[Given problem]: Which lines in the records below contain the string "helmet", matching case exactly? Copy out each such line.

------------------------------------------------------------

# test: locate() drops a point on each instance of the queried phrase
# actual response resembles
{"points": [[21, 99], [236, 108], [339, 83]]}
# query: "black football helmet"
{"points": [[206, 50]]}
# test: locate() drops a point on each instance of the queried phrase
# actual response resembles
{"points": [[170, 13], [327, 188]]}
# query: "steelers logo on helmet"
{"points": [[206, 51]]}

------------------------------------------------------------

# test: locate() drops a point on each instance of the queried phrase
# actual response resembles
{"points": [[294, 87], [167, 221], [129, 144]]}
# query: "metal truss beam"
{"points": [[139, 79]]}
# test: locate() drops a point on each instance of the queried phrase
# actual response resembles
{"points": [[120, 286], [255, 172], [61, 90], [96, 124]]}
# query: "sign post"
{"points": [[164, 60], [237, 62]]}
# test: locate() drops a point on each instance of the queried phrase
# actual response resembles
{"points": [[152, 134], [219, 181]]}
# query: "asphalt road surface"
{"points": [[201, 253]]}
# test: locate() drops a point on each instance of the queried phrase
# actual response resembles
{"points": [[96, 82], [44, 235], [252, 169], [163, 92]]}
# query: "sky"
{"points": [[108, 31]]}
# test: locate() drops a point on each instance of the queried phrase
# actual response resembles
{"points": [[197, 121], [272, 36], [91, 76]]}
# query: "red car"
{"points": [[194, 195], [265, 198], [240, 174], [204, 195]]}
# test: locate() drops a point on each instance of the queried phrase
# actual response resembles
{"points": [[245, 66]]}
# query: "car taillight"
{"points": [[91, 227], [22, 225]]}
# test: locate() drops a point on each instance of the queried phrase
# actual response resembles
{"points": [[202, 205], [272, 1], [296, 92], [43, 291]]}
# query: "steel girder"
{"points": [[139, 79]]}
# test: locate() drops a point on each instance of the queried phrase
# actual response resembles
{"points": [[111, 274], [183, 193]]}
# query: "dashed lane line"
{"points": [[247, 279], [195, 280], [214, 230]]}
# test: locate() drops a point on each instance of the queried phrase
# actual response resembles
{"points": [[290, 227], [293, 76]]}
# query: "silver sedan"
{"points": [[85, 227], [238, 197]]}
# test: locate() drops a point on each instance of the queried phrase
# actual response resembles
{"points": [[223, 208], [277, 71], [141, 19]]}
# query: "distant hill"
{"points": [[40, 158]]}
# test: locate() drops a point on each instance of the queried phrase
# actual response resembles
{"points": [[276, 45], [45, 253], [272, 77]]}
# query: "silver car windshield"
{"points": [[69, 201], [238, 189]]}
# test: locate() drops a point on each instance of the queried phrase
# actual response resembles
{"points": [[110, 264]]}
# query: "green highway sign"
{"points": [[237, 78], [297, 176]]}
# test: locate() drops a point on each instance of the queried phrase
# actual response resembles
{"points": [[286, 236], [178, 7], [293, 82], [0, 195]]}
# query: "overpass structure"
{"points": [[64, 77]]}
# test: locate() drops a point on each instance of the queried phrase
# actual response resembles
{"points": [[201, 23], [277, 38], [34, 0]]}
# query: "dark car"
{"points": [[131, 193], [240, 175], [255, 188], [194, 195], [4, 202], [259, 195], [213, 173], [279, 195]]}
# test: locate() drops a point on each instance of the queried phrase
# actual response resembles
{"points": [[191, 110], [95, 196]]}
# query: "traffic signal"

------------------------------------------------------------

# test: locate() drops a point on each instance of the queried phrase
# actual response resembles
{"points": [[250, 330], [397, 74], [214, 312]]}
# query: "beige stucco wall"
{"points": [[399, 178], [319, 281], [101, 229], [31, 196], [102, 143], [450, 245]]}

------------------------------------------------------------

[Expected answer]:
# query: "black football helmet"
# query: "steelers logo on helmet"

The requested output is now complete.